Trip Report: A Long Weekend in Nashville, Part 2

Author’s Note: Don’t miss out on the first part of our Nashville shenanigans, here!

Once the sun on day 2 started to dip in the Nashville skyline, we decided it was once again time to head out to explore the city. We caught an Uber over to Centennial Park, a gorgeous green space just Northeast of the Vanderbilt campus in the area of midtown. And wow – this park was seriously gorgeous!

The front of the Parthenon in Nashville.

Probably the most unique feature at the park was the scale-model of the Parthenon.  And this thing is no joke, size-wise. While we were too late in the day to check out the art gallery and sculptures inside, we did spy another breed of entertainment: Pokemon hunters!

People playing Pokemon Go in Centennial Park in Nashville.

We joined in the fun and caught a Squirtle or two, before our stomachs told us it was time for dinner. Luckily, close by was Hattie B’s, one of Nashville’s famous “hot chicken” establishments. Undeterred by the line wrapping around the block, we joined the crowds and prepared to have our taste buds scalded.


The menu board at Hattie B’s Midtown

The chicken here comes in six levels of hotness, ranging from “Southern” to “Shut The Cluck Up”.  We ended up ordering a 1/2 chicken plus a tender at the “Hot!” level as well as cole slaw, baked beans, and pimento mac and cheese as well.


“Hot!” means pretty dang hot, y’all. At Hattie B’s in Nashville.

And the hubby loved it – already somewhat of a fried chicken connoisseur, he proclaimed this one of the best meals he’d eaten in months. (Pretty impressive, considering we ate at a Joel Robuchon restaurant recently…)  As for me…well…let’s just say I might have been better off with “Medium”.


The neon lights of Lower Broadway in Nashville.

Once our tummies were full, it was time to quench the burn of that hot chicken with some DRANKS. So we headed off to “Lower Broadway”, aka NashVegas, aka the Bourbon Street of Nashville, aka Tourist Row. The street itself is lined on both sides with multi-level bars and clubs cranking out live music that is roughly 95% country and classic rock cover songs.


A rockabilly band at the Full Moon Saloon on Lower Broadway in Nashville.
The famous Tootsies was probably the most crowded of all the Lower Broadway bars.

Down on Lower Broadway, the cheap drinks are flowing, the bachelorette parties are omnipresent, and the bars are literally packed. We visited a number of bars up and down the row, before finally stumbling back to the hotel around 1am.


The next morning, we were up at a very cruel 11am for our next adventure, a ride on the Tennessee Whiskey Tours.  Once onboard, we visited three local distilleries, partaking of tours and tastings at each stop. Only problem? We never actually got to try any official Tennessee whiskey – all the distilleries we visited were too new.

The H Clark Distillery made White Whiskey, Bourbon, and Gin, but not actual Tennessee Whiskey, which would have required charcoal filtering and barrel aging.

* * * * *

■ **SET TASK 1**:
Return the passage of the trip report between "Trip Report: A" and "was seriously gorgeous!", inclusive, word for word.
The trip report and the records that follow it are separate material.

■ **TASK INPUT**:
* * * * *

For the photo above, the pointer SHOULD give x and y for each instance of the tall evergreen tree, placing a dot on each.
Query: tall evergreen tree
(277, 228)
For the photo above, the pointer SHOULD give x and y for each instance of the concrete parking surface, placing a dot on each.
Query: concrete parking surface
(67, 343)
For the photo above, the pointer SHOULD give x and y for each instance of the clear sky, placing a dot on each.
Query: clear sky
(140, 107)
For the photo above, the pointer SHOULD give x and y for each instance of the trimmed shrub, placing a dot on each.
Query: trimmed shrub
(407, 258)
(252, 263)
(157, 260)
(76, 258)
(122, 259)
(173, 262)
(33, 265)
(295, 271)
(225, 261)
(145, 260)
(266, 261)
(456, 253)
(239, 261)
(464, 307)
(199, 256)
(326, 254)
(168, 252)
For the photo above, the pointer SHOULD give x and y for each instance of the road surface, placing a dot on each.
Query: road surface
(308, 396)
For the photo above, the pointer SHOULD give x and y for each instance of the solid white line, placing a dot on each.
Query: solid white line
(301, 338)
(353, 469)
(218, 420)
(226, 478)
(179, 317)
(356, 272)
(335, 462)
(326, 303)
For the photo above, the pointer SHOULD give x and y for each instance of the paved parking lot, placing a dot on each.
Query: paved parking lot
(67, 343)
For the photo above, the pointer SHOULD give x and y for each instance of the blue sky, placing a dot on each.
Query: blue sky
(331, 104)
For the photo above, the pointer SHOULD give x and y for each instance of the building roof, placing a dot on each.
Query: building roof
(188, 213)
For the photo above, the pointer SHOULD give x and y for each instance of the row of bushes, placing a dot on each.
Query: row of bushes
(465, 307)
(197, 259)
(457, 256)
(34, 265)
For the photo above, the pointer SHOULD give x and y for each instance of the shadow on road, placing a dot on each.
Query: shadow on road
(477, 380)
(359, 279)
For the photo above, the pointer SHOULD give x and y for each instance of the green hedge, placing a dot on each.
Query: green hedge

* * * * *

■ **SET TASK 2**:
Edit the records from the line containing "blue sky, placing a dot on each." through the last line of the records, inclusive, replacing "row of bushes" with "line of bushes" and leaving everything else unchanged. Give back only those lines.

■ **WRITTEN RESPONSE 1**:
Trip Report: A Long Weekend in Nashville, Part 2

Author’s Note: Don’t miss out on the first part of our Nashville shenanigans, here!

Once the sun on day 2 started to dip in the Nashville skyline, we decided it was once again time to head out to explore the city. We caught an Uber over to Centennial Park, a gorgeous green space just Northeast of the Vanderbilt campus in the area of midtown. And wow – this park was seriously gorgeous!

■ **WRITTEN RESPONSE 2**:
For the photo above, the pointer SHOULD give x and y for each instance of the blue sky, placing a dot on each.
Query: blue sky
(331, 104)
For the photo above, the pointer SHOULD give x and y for each instance of the building roof, placing a dot on each.
Query: building roof
(188, 213)
For the photo above, the pointer SHOULD give x and y for each instance of the line of bushes, placing a dot on each.
Query: line of bushes
(465, 307)
(197, 259)
(457, 256)
(34, 265)
For the photo above, the pointer SHOULD give x and y for each instance of the shadow on road, placing a dot on each.
Query: shadow on road
(477, 380)
(359, 279)
For the photo above, the pointer SHOULD give x and y for each instance of the green hedge, placing a dot on each.
Query: green hedge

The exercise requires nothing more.